GIVEN TASK: Copy all the items below word for word, but leave out the pictures.

────────────────────

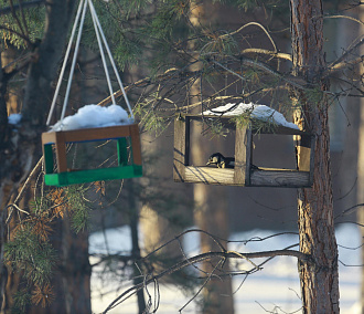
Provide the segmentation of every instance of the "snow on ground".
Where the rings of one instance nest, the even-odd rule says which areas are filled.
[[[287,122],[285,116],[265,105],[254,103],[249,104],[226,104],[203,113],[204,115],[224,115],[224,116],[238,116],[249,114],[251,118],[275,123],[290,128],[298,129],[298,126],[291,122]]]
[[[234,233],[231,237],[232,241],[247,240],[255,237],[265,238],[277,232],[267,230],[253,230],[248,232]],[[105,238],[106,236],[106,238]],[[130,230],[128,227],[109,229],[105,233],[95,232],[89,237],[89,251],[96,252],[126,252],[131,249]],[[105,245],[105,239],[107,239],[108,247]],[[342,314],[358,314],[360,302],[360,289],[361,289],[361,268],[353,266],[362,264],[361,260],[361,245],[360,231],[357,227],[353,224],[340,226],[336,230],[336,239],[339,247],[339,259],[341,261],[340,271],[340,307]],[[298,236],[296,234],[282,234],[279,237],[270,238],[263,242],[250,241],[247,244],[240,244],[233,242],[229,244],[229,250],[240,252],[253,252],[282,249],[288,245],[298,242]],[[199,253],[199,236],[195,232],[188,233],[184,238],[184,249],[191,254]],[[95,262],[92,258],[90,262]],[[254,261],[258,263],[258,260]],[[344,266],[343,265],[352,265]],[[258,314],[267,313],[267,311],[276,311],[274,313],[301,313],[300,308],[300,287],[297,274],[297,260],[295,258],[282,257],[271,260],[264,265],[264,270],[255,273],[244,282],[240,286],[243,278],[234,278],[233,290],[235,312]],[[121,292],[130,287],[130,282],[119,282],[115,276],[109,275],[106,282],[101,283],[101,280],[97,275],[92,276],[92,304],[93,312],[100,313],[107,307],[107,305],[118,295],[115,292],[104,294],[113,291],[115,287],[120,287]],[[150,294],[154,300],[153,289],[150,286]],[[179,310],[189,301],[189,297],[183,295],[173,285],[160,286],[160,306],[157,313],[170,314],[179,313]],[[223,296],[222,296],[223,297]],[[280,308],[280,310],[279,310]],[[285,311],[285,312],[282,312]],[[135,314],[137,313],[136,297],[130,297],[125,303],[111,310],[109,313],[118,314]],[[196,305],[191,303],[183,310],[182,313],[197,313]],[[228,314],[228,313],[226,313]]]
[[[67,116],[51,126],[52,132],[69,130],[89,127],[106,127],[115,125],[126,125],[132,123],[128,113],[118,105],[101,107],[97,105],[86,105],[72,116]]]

────────────────────

EXPECTED OUTPUT:
Provide the segmentation of every instance of the "snow on ground".
Where the rings of one instance nest, the even-odd rule says which areas are filled.
[[[287,122],[285,116],[265,105],[254,103],[249,104],[226,104],[203,113],[204,115],[224,115],[224,116],[238,116],[249,114],[251,118],[275,123],[290,128],[298,129],[298,126],[291,122]]]
[[[234,233],[231,237],[232,241],[247,240],[255,237],[265,238],[277,232],[267,230],[253,230],[248,232]],[[105,238],[106,236],[106,238]],[[130,230],[128,227],[109,229],[105,233],[95,232],[89,237],[89,251],[96,252],[126,252],[131,249]],[[105,245],[105,239],[107,239],[108,247]],[[342,314],[358,314],[360,302],[360,289],[361,289],[361,268],[353,266],[362,264],[361,260],[361,245],[360,231],[357,227],[353,224],[340,226],[336,230],[336,239],[339,247],[339,259],[341,261],[340,271],[340,307]],[[298,236],[296,234],[282,234],[279,237],[270,238],[263,242],[250,241],[247,244],[240,244],[233,242],[229,244],[229,250],[240,252],[253,252],[282,249],[288,245],[298,242]],[[199,253],[199,236],[195,232],[188,233],[184,238],[184,249],[191,254]],[[95,262],[92,258],[90,262]],[[254,261],[258,263],[258,260]],[[344,266],[343,265],[352,265]],[[258,314],[267,313],[267,311],[276,311],[274,313],[301,313],[300,308],[300,287],[297,274],[297,260],[295,258],[282,257],[271,260],[264,265],[264,270],[255,273],[244,282],[240,286],[243,278],[234,278],[233,290],[235,312]],[[121,292],[130,287],[130,282],[119,282],[115,276],[109,275],[106,282],[101,283],[101,280],[97,275],[92,276],[92,304],[93,312],[100,313],[107,307],[107,305],[118,295],[115,292],[104,294],[113,291],[115,287],[120,287]],[[150,294],[154,300],[153,289],[150,286]],[[179,310],[189,301],[189,297],[183,295],[173,285],[160,286],[160,306],[157,313],[170,314],[179,313]],[[223,296],[222,296],[223,297]],[[280,308],[280,310],[279,310]],[[285,311],[285,312],[282,312]],[[135,314],[137,313],[136,297],[130,297],[125,303],[111,310],[109,313],[118,314]],[[196,305],[191,303],[183,310],[182,313],[197,313]],[[228,314],[228,313],[226,313]]]
[[[67,116],[51,126],[52,132],[69,130],[89,127],[106,127],[115,125],[126,125],[132,123],[128,113],[118,105],[101,107],[97,105],[86,105],[72,116]]]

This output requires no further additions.